··· RECORDS TO PROCESS

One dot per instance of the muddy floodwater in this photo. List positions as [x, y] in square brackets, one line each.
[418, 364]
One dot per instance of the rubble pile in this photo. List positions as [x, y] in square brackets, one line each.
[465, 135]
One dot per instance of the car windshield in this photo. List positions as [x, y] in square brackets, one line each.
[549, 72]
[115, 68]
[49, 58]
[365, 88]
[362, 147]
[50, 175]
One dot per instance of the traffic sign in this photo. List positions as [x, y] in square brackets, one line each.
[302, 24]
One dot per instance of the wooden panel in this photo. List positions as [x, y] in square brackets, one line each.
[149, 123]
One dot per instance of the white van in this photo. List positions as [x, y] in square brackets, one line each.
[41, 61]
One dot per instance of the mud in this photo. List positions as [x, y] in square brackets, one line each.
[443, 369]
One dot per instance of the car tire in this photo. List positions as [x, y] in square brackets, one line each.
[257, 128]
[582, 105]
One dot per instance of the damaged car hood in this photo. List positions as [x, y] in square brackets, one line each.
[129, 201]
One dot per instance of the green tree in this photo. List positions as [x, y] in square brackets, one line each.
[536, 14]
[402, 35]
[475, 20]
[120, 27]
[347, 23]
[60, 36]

······

■ EXERCISE TASK: Copy all of the entries above word for word, keeping every line unchanged.

■ ANSWER BELOW:
One dot per instance of the muddy floodwater in this photo. List positions as [x, y] in square brackets, one line each.
[418, 364]
One dot per instance of the rubble pile in this photo. List positions as [x, y] in square brackets, one line each.
[465, 135]
One dot per instance of the car windshield in this photo. List positions as [x, y] in square brackets, one line each.
[549, 72]
[115, 68]
[49, 58]
[365, 88]
[362, 147]
[50, 175]
One dot per instance of the traffic sign in this photo. List positions as [x, y] in square brackets, one line each.
[302, 24]
One dot per instance of the wooden panel in this photo. List positions as [x, y] in square brackets, one line each.
[149, 123]
One dot per instance of the white van in this photo. List positions as [x, y] in square brackets, one line each.
[41, 61]
One dot per instance of the mud in this photo. List positions as [x, y] in square brackets, one line each.
[443, 369]
One dot per instance of the car tire in this photo. List positions as [x, y] in square brackets, one line each.
[257, 128]
[582, 105]
One dot per instance of the damaged car hood in this photo. List positions as [x, y] in square brackets, one line each.
[129, 201]
One dot per instance of the green tree in this photo. List positions as [x, y] in square brackets, one line each.
[536, 14]
[402, 35]
[475, 20]
[120, 27]
[347, 23]
[60, 36]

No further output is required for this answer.